(Records from an annotation dataset)
··········

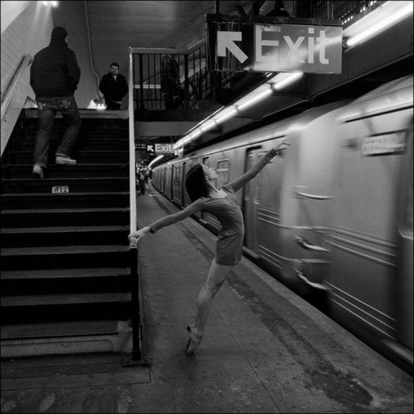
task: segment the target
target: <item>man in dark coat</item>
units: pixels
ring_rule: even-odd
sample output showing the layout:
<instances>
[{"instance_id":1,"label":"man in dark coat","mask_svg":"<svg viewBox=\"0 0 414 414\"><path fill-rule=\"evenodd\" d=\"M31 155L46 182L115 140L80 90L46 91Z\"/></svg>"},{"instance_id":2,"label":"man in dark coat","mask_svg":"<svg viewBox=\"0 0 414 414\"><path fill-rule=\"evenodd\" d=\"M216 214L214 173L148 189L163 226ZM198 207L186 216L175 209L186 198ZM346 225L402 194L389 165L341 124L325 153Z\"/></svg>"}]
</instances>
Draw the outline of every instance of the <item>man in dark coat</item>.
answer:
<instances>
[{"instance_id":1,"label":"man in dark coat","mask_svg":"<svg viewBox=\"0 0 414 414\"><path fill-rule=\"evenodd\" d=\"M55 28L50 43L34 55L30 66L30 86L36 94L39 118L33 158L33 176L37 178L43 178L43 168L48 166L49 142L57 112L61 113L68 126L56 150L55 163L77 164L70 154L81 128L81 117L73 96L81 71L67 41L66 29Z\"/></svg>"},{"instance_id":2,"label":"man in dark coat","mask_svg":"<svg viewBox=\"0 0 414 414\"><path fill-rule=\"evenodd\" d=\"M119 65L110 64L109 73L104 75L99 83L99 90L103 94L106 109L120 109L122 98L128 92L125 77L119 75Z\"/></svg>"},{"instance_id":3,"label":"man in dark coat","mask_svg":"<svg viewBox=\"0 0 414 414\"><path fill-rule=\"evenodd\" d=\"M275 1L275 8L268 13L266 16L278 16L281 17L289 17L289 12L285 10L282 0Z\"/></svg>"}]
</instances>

··········

§ What you are asked to do
Reproduce the records above word for word, leaving out the pictures.

§ Response
task: segment the target
target: <item>man in dark coat</item>
units: pixels
ring_rule: even-odd
sample output showing the layout:
<instances>
[{"instance_id":1,"label":"man in dark coat","mask_svg":"<svg viewBox=\"0 0 414 414\"><path fill-rule=\"evenodd\" d=\"M31 155L46 182L115 140L80 90L46 91Z\"/></svg>"},{"instance_id":2,"label":"man in dark coat","mask_svg":"<svg viewBox=\"0 0 414 414\"><path fill-rule=\"evenodd\" d=\"M216 214L214 173L148 189L163 226ZM198 207L186 216L175 209L186 198ZM346 225L402 194L389 165L341 124L325 153Z\"/></svg>"}]
</instances>
Draw the outline of every instance of the <item>man in dark coat</item>.
answer:
<instances>
[{"instance_id":1,"label":"man in dark coat","mask_svg":"<svg viewBox=\"0 0 414 414\"><path fill-rule=\"evenodd\" d=\"M55 28L50 43L34 55L30 66L30 86L36 94L39 118L33 158L33 176L37 178L43 178L43 168L48 166L49 142L57 112L61 113L68 126L56 150L55 163L77 164L70 154L81 128L81 117L73 96L81 71L67 41L66 29Z\"/></svg>"},{"instance_id":2,"label":"man in dark coat","mask_svg":"<svg viewBox=\"0 0 414 414\"><path fill-rule=\"evenodd\" d=\"M119 65L110 64L109 73L104 75L99 83L99 90L103 94L106 109L120 109L122 98L128 92L125 77L119 75Z\"/></svg>"},{"instance_id":3,"label":"man in dark coat","mask_svg":"<svg viewBox=\"0 0 414 414\"><path fill-rule=\"evenodd\" d=\"M275 1L275 8L268 13L266 16L278 16L281 17L289 17L289 12L285 10L282 0Z\"/></svg>"}]
</instances>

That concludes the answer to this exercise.